Excerpts of labeled region data
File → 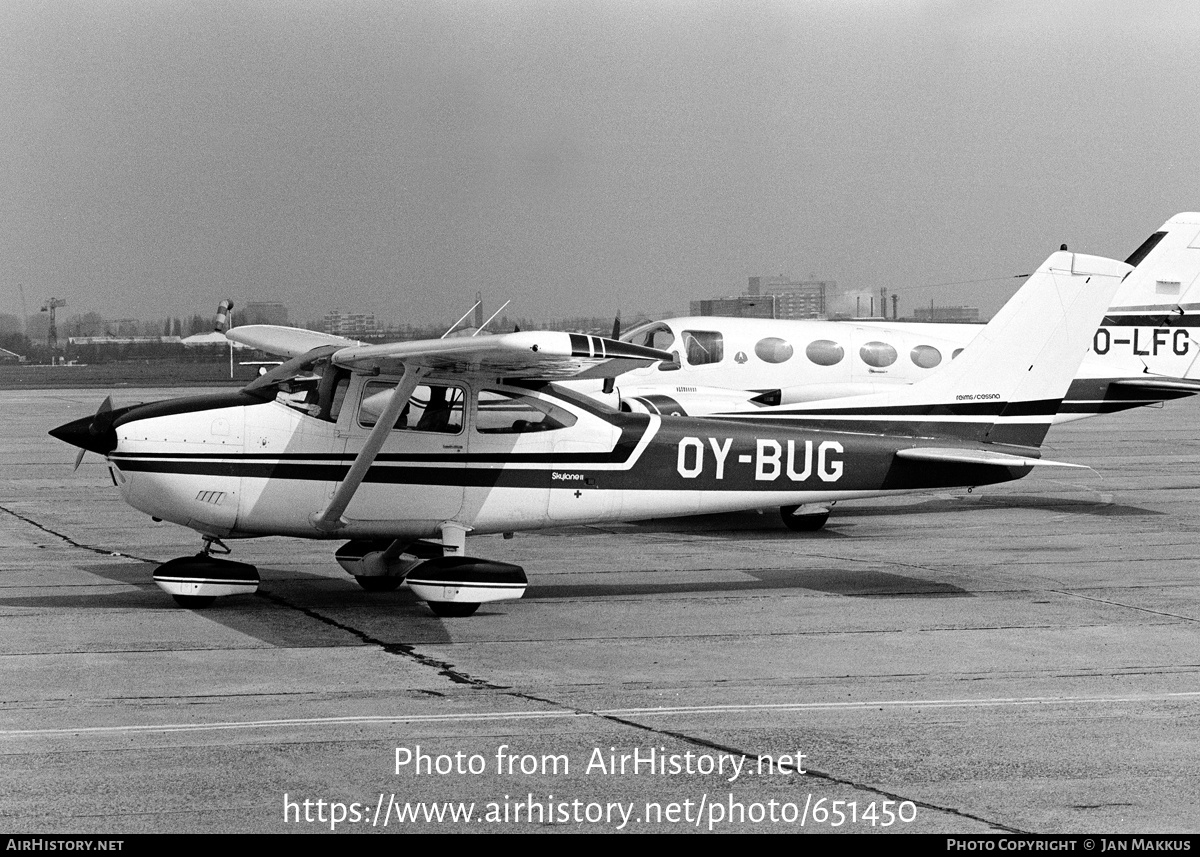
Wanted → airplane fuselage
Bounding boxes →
[96,374,1028,539]
[609,310,1200,422]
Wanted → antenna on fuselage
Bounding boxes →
[438,298,484,340]
[212,298,233,334]
[472,298,512,336]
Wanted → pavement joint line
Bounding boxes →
[0,690,1200,742]
[1050,589,1200,622]
[604,717,1030,834]
[0,496,158,564]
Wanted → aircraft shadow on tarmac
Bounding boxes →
[526,569,973,599]
[0,563,973,651]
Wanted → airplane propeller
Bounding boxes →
[73,396,113,471]
[50,396,116,471]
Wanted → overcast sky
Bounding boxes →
[7,0,1200,322]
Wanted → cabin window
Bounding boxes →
[683,330,725,366]
[804,340,846,366]
[908,346,942,368]
[858,342,898,368]
[475,390,575,435]
[754,336,794,362]
[359,380,466,435]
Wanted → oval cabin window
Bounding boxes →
[908,346,942,368]
[858,342,896,368]
[754,336,793,362]
[804,340,846,366]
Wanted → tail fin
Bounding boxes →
[729,251,1132,447]
[1104,211,1200,314]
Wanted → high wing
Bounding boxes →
[226,324,362,358]
[229,325,672,532]
[332,330,672,380]
[227,324,673,380]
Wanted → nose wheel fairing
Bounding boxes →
[154,553,259,607]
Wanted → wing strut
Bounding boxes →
[311,365,430,531]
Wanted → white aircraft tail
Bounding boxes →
[729,251,1132,447]
[1110,211,1200,309]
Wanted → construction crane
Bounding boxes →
[42,298,67,358]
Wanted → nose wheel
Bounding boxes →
[154,535,259,610]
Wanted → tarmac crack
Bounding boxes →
[254,589,509,691]
[446,689,1030,834]
[0,505,158,564]
[1049,589,1198,622]
[589,712,1030,833]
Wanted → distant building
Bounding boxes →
[690,295,775,318]
[746,276,838,318]
[912,306,979,324]
[320,310,383,338]
[691,276,838,318]
[239,302,288,326]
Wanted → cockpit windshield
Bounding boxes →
[620,322,674,352]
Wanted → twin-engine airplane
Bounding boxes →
[50,252,1132,616]
[604,212,1200,422]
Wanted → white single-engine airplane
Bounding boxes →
[604,212,1200,422]
[50,252,1132,616]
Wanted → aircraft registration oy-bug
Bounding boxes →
[50,252,1132,616]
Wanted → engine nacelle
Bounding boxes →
[619,384,758,416]
[779,379,910,404]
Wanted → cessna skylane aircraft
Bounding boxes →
[600,212,1200,422]
[50,252,1132,616]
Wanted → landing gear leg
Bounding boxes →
[779,504,829,533]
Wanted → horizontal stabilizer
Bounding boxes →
[226,324,362,358]
[896,447,1091,471]
[1109,377,1200,392]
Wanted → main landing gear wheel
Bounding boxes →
[779,505,829,533]
[354,575,404,592]
[426,601,479,619]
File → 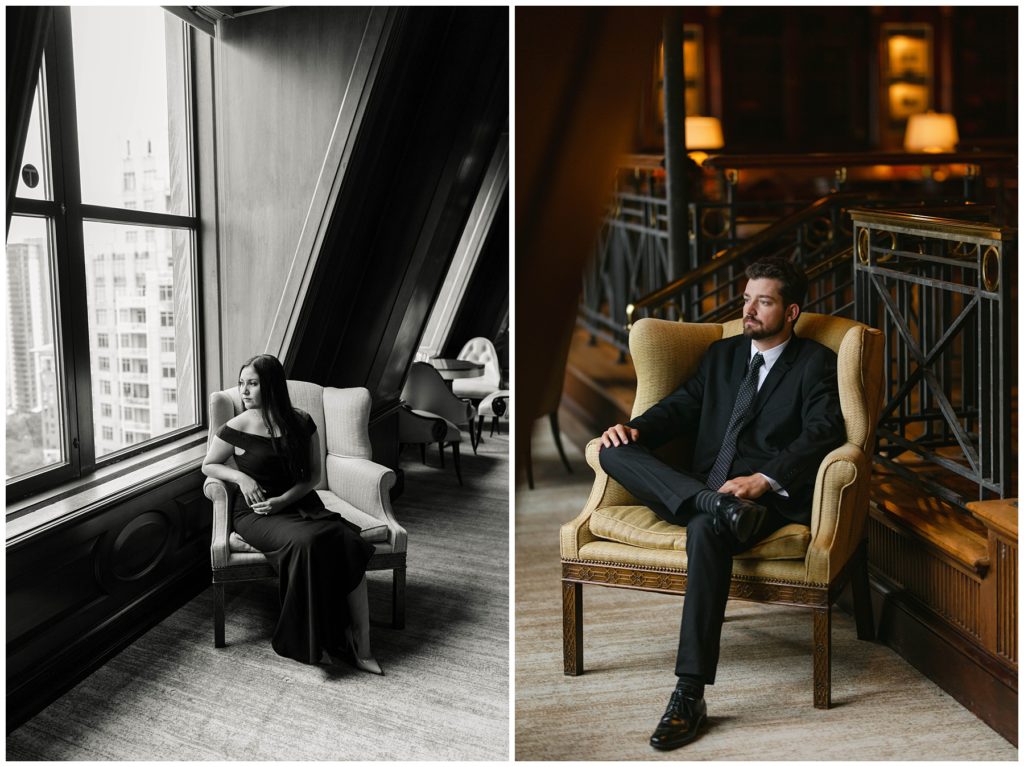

SET EXERCISE
List every line in the entries above that contains the string "gear". Matching is case-sensitive.

TASK RESULT
Wanted → landing gear leg
Wanted → main landing gear wheel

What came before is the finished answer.